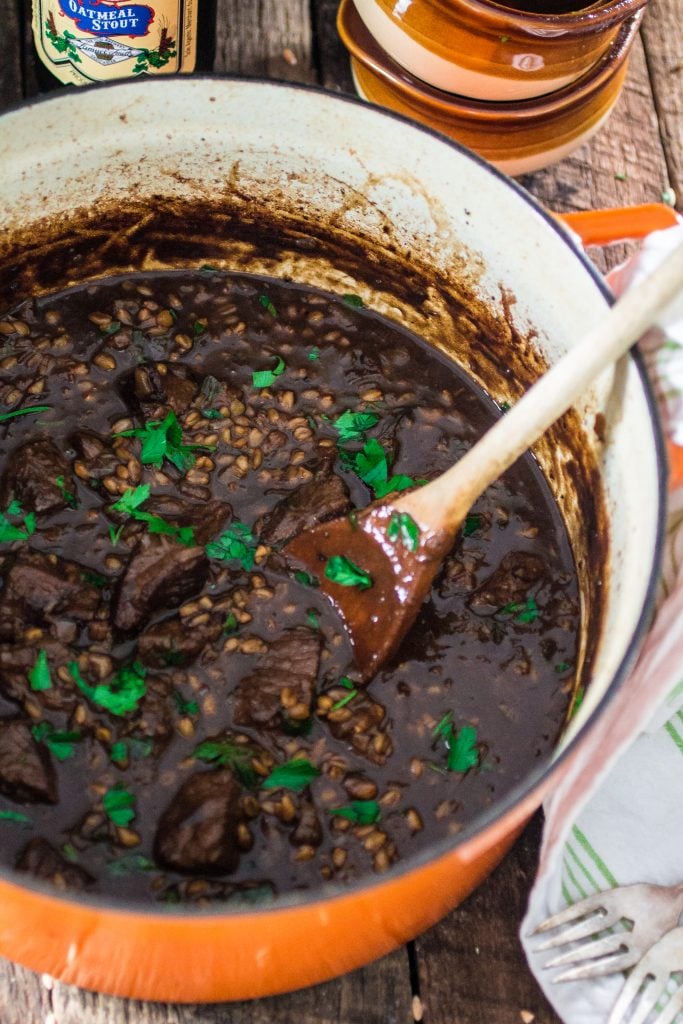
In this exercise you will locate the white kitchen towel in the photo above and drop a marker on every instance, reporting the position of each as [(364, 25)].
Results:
[(616, 815)]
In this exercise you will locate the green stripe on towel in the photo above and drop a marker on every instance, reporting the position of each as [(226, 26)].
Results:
[(595, 857)]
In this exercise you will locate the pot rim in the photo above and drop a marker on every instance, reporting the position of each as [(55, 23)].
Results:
[(542, 775)]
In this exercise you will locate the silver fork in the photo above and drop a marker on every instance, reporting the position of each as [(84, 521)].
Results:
[(648, 909), (647, 984)]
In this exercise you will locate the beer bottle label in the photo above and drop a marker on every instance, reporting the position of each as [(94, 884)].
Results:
[(84, 41)]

——

## Exercise instructions
Please rewrite the stretch of the material from its start through the line containing "[(616, 815)]" as a two-column CSV headed instruction and result, with each instruction and its result side by side in one row. Put every value in a single quoted field with line breaks turned into spaces, and leave out the pictures.

## Correct answer
instruction,result
"In this exercise you will locate the white kitchen towel in the photo above and drop a marker on every instance, reporting the position of each as [(364, 25)]. Results:","[(616, 815)]"